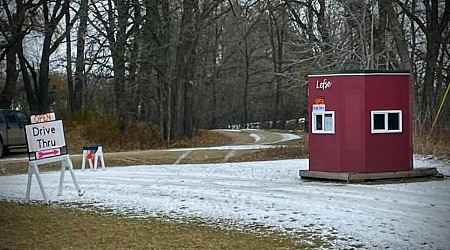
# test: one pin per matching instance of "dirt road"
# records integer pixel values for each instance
(241, 142)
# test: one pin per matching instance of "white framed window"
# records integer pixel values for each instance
(386, 121)
(323, 123)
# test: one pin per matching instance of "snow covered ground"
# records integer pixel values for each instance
(396, 216)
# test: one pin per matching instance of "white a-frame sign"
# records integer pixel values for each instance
(47, 144)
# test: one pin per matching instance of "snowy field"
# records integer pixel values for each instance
(396, 216)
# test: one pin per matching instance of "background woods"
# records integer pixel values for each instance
(187, 64)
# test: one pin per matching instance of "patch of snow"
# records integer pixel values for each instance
(397, 216)
(256, 137)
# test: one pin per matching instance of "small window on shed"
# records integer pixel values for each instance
(323, 123)
(386, 121)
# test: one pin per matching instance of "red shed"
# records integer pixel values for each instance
(360, 121)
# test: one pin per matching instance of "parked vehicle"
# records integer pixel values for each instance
(12, 132)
☆ ☆ ☆ ☆ ☆ ☆ ☆
• WHAT NEEDS TO BE DONE: Within these records, how many lines include the word "shed"? The reply should be that number alone.

• RESPONSE: 2